TASK DESCRIPTION
The task calls for each record to be given again exactly.

(Stored data)
- - -

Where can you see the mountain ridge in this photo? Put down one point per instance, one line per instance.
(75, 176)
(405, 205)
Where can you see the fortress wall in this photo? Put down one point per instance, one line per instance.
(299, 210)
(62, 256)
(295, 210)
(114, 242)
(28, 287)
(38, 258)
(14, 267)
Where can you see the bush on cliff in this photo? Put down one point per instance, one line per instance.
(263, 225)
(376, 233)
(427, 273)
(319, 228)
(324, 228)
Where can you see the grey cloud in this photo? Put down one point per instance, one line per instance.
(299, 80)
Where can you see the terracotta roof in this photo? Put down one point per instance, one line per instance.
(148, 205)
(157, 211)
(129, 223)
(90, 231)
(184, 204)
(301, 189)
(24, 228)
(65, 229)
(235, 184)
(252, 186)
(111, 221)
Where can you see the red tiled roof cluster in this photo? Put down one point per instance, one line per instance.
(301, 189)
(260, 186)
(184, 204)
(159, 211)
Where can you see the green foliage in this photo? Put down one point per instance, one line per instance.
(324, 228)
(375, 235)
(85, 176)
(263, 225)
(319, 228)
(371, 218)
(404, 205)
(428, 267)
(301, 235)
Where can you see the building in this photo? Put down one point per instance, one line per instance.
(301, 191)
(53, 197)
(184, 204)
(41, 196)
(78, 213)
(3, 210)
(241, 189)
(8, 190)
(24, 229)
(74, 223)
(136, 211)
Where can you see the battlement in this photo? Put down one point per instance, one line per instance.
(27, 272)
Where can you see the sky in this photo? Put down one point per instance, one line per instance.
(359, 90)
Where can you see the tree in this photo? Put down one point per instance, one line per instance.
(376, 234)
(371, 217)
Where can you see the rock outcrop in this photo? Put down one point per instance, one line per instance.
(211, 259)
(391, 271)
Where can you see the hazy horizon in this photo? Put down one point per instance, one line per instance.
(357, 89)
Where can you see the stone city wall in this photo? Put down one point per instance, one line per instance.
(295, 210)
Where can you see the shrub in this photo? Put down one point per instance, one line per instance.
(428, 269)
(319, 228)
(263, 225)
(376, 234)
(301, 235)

- - -

WORKED SOLUTION
Where can you see the mountain ridge in this photo? Put down one point per instance, one line per instance.
(75, 176)
(405, 205)
Where can you see the fortress wall in this photo? Put down one point per instance, one line per instance.
(299, 210)
(62, 256)
(295, 210)
(114, 242)
(28, 287)
(38, 258)
(14, 267)
Where can you see the bush on cliff in this photo? Put down one point per instance, one line per instance.
(263, 225)
(376, 233)
(427, 273)
(319, 228)
(324, 228)
Where can you see the grey cloud in this photo? Put down one point per instance, one line per instance.
(299, 80)
Where can you see the terracotta roof in this photo? Put down one point per instance, one line per instance.
(148, 205)
(157, 211)
(129, 223)
(90, 231)
(184, 204)
(301, 189)
(24, 228)
(65, 229)
(235, 184)
(252, 186)
(111, 221)
Where can you see the red tiled roof cluster in this photo? Put down one point per instance, one line per instance.
(301, 189)
(260, 186)
(184, 204)
(159, 211)
Where can you see the green foliage in this photo? Put down one point per instance, one line per instance.
(324, 228)
(375, 235)
(85, 176)
(263, 225)
(319, 228)
(371, 218)
(404, 205)
(428, 267)
(301, 235)
Where can you see the building in this photo? Put down one point per instance, one line per instance.
(301, 191)
(53, 197)
(184, 204)
(41, 196)
(78, 213)
(3, 210)
(241, 189)
(8, 190)
(24, 229)
(74, 223)
(136, 211)
Where can you see the battlement in this photo? Put down one point per instance, one line per instance.
(27, 272)
Where can you see the sky in this photo? Put down one point per instance, one line per instance.
(359, 90)
Where can you see the tree in this photo? Put down one point per instance, one line per instance.
(376, 234)
(371, 217)
Where can you see the rock outcrop in this photo? Put down one point per instance, one line per instance.
(211, 259)
(391, 271)
Where can you see the hazy horizon in this photo? Put down one point per instance, one line per instance.
(357, 89)
Where can you see the stone city wall in this photo? Put down one point per instance, one line per instance.
(295, 210)
Where can you see the shrub in this photo? Put down one point per instance, one line per instance.
(428, 269)
(319, 228)
(263, 225)
(376, 234)
(301, 235)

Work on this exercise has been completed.